Exercise requirements: Give a verbatim repeat of the lines that run from the line containing "the slender twig" to the end of the data below.

(Excerpt from a dataset)
________________

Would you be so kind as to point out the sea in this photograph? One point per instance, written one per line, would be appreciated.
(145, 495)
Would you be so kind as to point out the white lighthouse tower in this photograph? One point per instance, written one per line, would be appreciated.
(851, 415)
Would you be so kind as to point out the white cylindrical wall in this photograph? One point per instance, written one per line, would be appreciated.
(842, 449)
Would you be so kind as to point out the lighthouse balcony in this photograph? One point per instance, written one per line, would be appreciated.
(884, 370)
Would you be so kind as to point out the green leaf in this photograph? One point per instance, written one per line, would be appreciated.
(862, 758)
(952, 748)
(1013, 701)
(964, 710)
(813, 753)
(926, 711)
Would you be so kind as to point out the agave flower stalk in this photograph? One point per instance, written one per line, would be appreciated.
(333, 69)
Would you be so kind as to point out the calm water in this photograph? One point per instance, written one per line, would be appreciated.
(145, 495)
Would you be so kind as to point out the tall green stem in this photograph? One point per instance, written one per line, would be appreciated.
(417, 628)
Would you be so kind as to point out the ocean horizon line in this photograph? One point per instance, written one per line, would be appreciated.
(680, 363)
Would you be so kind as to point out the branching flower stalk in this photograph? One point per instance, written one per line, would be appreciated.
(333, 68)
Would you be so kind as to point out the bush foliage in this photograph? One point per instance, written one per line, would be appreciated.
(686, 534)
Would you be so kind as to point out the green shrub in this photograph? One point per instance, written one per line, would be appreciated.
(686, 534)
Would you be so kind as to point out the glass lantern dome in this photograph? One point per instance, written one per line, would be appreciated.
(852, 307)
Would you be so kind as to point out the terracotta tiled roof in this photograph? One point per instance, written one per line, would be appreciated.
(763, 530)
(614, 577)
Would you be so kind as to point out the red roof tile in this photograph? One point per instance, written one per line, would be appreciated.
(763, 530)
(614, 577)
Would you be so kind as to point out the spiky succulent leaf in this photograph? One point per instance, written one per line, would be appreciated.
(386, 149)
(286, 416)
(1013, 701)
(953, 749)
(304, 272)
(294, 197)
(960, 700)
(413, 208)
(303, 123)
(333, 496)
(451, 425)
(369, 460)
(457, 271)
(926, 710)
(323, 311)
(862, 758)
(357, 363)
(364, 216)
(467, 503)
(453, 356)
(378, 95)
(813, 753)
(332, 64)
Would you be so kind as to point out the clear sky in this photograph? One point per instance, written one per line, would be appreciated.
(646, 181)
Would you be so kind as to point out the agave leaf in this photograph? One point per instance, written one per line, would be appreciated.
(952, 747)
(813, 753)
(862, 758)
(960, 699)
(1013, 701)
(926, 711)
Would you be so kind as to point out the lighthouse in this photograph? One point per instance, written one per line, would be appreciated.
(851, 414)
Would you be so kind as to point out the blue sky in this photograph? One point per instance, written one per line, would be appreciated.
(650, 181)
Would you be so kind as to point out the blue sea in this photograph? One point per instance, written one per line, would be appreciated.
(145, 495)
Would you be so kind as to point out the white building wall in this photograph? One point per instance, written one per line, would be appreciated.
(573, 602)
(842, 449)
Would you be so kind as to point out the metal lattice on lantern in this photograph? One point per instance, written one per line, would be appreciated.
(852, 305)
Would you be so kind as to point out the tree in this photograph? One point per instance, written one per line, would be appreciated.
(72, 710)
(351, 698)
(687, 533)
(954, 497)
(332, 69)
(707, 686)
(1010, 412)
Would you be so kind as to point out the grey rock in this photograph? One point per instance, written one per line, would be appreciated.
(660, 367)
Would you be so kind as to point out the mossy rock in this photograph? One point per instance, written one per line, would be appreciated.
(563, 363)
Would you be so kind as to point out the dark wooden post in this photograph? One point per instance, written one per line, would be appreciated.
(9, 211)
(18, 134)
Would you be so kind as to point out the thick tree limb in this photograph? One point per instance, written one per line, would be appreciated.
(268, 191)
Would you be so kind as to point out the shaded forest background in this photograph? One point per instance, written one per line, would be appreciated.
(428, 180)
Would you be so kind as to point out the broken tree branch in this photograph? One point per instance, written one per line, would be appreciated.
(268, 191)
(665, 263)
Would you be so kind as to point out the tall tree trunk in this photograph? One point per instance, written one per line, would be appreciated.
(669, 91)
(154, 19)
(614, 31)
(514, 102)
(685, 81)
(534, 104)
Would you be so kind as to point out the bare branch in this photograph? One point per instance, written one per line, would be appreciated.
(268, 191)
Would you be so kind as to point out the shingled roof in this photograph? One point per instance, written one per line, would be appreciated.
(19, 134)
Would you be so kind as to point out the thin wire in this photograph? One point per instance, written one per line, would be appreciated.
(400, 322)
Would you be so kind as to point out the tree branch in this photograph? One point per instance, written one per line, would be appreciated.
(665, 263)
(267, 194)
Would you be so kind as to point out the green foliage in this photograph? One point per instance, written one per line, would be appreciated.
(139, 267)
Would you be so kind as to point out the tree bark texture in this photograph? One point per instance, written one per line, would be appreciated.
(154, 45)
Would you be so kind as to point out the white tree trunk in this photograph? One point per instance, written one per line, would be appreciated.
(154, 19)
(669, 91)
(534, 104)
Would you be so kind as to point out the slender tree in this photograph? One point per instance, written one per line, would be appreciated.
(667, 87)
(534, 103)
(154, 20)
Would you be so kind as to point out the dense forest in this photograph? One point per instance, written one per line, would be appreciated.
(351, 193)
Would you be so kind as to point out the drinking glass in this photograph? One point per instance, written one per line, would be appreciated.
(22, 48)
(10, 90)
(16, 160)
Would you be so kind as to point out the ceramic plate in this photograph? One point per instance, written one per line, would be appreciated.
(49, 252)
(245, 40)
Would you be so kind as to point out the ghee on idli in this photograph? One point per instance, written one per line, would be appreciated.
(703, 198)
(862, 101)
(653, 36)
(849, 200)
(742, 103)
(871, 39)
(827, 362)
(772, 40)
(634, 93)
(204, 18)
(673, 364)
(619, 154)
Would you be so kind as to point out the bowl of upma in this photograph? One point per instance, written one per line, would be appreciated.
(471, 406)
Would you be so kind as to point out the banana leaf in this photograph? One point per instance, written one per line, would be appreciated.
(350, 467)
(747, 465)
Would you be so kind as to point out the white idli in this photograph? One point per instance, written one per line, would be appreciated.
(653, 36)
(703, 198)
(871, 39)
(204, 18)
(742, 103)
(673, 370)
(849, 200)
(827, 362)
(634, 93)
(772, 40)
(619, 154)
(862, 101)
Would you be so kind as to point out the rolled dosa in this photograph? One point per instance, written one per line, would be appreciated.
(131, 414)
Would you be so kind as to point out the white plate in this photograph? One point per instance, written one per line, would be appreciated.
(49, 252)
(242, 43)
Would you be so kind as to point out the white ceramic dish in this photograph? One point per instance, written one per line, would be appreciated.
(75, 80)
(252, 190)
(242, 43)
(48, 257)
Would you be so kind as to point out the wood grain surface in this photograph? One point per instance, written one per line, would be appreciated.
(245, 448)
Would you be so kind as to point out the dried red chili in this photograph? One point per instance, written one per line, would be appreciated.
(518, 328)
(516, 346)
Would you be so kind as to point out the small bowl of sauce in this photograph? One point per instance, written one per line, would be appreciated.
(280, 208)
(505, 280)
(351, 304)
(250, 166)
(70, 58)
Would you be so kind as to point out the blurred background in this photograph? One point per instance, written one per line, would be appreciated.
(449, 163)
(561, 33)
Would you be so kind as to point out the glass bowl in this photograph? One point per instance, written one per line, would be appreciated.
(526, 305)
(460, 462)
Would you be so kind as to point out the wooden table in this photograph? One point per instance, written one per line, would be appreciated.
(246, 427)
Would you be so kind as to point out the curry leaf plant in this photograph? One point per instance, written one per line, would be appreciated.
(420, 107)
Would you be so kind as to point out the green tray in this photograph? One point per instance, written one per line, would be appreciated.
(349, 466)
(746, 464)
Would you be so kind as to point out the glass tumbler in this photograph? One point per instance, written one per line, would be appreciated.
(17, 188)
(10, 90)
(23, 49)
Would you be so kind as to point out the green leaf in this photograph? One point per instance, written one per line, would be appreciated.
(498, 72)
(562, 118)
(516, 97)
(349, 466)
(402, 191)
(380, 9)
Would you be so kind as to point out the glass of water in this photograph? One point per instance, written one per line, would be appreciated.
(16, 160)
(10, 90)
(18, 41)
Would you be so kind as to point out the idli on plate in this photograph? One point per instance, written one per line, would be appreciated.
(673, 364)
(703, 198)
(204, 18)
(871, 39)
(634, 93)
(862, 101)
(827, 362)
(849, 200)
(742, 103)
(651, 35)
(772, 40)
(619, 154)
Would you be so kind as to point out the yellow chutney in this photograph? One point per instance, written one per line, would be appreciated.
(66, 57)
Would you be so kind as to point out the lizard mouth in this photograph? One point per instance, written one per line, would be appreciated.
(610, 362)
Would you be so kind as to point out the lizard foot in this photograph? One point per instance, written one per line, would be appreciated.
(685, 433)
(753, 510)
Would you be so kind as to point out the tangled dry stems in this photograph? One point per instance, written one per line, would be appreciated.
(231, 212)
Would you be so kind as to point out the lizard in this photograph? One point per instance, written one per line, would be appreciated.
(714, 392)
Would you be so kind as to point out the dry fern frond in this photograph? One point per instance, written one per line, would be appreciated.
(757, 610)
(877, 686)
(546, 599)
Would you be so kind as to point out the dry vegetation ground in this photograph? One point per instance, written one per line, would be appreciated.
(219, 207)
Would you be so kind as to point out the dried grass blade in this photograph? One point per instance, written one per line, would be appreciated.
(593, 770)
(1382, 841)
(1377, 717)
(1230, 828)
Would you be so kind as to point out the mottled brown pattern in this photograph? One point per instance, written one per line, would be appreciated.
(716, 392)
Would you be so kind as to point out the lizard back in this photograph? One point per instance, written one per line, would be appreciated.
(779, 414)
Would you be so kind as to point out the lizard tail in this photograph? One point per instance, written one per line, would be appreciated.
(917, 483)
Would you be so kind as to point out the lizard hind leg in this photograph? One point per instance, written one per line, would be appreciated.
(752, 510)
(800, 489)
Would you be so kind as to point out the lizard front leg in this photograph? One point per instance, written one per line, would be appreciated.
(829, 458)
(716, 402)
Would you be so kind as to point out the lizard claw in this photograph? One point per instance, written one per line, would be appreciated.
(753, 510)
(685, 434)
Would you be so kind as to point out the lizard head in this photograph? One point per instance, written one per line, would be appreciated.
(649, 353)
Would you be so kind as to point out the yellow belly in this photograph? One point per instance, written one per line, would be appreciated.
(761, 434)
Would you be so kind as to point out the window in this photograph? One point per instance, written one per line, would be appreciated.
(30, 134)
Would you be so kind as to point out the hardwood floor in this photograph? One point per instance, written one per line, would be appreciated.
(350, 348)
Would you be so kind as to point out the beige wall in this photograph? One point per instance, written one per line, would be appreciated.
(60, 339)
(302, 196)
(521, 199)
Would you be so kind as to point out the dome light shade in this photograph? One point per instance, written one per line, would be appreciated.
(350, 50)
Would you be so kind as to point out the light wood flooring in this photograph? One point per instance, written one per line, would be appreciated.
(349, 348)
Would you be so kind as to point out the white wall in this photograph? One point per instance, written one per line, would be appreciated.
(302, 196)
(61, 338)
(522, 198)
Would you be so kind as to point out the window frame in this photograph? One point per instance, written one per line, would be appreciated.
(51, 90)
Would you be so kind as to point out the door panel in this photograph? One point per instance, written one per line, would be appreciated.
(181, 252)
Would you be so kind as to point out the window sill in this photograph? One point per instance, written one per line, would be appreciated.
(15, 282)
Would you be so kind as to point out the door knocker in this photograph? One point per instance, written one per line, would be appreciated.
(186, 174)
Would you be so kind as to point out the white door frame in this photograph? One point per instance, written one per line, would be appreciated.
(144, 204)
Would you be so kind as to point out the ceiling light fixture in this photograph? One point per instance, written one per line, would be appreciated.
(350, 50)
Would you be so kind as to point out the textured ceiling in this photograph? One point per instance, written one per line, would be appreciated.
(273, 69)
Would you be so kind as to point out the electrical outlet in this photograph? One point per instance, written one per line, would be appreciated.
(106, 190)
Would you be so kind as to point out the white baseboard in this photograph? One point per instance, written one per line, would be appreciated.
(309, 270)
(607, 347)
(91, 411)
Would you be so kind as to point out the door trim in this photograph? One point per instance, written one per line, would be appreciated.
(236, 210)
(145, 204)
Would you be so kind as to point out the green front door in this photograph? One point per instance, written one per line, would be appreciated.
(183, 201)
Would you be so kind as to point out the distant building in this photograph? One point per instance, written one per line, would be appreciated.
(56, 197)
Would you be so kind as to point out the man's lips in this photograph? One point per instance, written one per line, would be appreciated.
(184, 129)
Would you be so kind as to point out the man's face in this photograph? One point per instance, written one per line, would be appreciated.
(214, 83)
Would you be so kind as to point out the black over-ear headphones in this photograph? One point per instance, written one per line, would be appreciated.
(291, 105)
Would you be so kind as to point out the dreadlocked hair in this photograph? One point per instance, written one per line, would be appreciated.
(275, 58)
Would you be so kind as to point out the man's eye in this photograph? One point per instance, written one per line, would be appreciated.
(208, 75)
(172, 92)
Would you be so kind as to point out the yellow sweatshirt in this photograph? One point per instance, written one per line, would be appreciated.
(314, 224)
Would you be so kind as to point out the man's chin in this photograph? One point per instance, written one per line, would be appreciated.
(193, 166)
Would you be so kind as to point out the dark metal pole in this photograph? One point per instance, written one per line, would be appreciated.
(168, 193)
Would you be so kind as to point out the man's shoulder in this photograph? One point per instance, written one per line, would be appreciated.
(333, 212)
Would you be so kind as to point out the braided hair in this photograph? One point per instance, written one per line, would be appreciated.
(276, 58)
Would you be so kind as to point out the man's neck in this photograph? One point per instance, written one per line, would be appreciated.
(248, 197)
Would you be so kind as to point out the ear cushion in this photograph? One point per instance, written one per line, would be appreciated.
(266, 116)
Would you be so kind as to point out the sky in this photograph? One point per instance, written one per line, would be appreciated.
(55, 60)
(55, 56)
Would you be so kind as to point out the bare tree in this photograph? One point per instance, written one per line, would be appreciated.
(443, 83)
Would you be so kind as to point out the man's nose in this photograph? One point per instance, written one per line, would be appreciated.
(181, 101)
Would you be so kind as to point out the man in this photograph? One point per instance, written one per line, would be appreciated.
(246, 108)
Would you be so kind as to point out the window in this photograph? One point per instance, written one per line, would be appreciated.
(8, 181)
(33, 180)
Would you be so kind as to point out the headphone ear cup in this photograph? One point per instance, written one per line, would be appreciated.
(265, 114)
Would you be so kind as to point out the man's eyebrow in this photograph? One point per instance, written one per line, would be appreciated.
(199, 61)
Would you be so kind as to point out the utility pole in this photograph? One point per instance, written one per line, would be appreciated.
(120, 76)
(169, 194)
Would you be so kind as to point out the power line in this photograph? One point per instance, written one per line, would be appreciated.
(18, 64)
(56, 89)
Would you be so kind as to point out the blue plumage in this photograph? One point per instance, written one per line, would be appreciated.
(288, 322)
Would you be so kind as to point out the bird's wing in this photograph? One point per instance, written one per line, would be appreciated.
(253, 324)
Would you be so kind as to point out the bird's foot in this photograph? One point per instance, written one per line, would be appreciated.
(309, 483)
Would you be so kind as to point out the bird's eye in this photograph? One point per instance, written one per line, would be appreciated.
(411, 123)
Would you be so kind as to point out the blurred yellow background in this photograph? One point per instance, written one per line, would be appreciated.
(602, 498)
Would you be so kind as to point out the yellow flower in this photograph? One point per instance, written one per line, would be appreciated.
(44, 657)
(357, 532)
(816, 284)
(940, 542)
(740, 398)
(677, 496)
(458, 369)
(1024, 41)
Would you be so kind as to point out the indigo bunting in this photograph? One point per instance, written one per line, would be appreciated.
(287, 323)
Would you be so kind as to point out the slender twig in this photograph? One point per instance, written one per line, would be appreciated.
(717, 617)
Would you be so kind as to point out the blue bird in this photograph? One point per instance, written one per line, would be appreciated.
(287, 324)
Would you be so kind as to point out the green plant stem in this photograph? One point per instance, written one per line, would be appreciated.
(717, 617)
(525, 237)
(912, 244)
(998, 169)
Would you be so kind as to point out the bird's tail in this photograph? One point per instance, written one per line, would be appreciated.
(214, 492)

________________

Expected answer:
Would you be so kind as to point out the slender twig in this photograph? One point per instance, written one per line, would be appreciated.
(717, 617)
Would you be so kind as to point out the blue bird in this photograph? One point per instance, written one per line, would be appreciated.
(287, 324)
Would you be so kind as to point out the green plant stem in this photograph? One point per instance, written one per line, would be appreciated.
(717, 617)
(525, 237)
(912, 244)
(998, 169)
Would you be so kind as to point out the bird's tail in this photograph? One point per instance, written one per line, would be appreciated.
(214, 492)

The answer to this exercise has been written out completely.